(Stored items from a collection)
──────────────────────────────

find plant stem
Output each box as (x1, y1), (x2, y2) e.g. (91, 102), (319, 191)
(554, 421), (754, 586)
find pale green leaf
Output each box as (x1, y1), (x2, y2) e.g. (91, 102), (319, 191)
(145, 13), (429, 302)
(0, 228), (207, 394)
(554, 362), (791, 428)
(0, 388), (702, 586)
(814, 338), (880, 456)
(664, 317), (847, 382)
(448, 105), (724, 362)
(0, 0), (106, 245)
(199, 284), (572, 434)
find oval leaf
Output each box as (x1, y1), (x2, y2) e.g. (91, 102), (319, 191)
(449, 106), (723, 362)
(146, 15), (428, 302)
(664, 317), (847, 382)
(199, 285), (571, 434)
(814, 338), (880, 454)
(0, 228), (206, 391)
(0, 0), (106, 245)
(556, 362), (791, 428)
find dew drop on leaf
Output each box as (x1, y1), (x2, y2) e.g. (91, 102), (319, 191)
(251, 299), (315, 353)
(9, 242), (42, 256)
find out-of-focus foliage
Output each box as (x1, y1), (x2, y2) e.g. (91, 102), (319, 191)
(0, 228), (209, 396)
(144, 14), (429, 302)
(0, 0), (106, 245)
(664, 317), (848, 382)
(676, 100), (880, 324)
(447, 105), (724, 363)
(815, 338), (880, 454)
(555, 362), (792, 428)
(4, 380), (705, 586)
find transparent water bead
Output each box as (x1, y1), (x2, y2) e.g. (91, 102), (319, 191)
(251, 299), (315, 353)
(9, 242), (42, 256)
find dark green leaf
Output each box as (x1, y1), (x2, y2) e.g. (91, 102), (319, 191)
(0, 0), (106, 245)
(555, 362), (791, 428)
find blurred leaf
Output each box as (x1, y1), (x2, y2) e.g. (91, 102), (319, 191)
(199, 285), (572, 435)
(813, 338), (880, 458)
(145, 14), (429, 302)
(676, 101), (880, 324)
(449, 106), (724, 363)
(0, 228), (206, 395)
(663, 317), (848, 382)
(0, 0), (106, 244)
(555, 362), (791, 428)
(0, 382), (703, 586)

──────────────────────────────

REQUIRED WORK -
Copy every item above word for word, keeping each line as it stands.

EXERCISE OUTPUT -
find plant stem
Output each box as (x1, y1), (x2, y2) e.g. (91, 102), (319, 191)
(554, 421), (754, 586)
find pale green leaf
Output each box as (x1, y1), (x2, y2) e.g. (91, 102), (319, 191)
(145, 13), (429, 302)
(0, 228), (207, 394)
(554, 362), (791, 428)
(0, 388), (702, 586)
(814, 338), (880, 456)
(664, 317), (847, 382)
(448, 105), (724, 362)
(0, 0), (106, 245)
(199, 284), (572, 434)
find oval leaf
Output each box as (x1, y1), (x2, y2) e.g. (91, 102), (319, 191)
(449, 106), (723, 362)
(146, 15), (428, 302)
(664, 317), (847, 382)
(199, 285), (571, 434)
(814, 338), (880, 454)
(0, 228), (206, 391)
(0, 0), (106, 245)
(556, 362), (791, 428)
find dew drop on leaf
Output each box as (x1, y1), (x2, y2) e.g. (91, 102), (319, 191)
(251, 299), (315, 353)
(9, 242), (42, 256)
find out-of-focus foliage
Output each box as (x1, y1), (x2, y2) e.g. (91, 102), (319, 191)
(0, 228), (209, 396)
(144, 14), (429, 302)
(0, 0), (106, 245)
(664, 317), (848, 382)
(676, 100), (880, 324)
(447, 105), (724, 363)
(815, 338), (880, 454)
(555, 362), (792, 428)
(4, 380), (705, 586)
find transparent water bead
Output each box as (x1, y1), (x2, y2) e.g. (91, 102), (319, 191)
(251, 299), (315, 353)
(9, 242), (42, 256)
find dark green leaf
Output each box as (x1, y1), (x2, y2) e.g. (91, 102), (319, 191)
(0, 0), (106, 245)
(555, 362), (791, 428)
find blurred leaf
Output each box as (x1, y1), (x2, y2) e.g. (91, 102), (319, 191)
(199, 285), (572, 435)
(813, 338), (880, 458)
(145, 14), (429, 302)
(676, 101), (880, 324)
(449, 106), (724, 363)
(0, 228), (206, 395)
(663, 317), (848, 382)
(0, 0), (106, 244)
(555, 362), (791, 428)
(0, 382), (703, 586)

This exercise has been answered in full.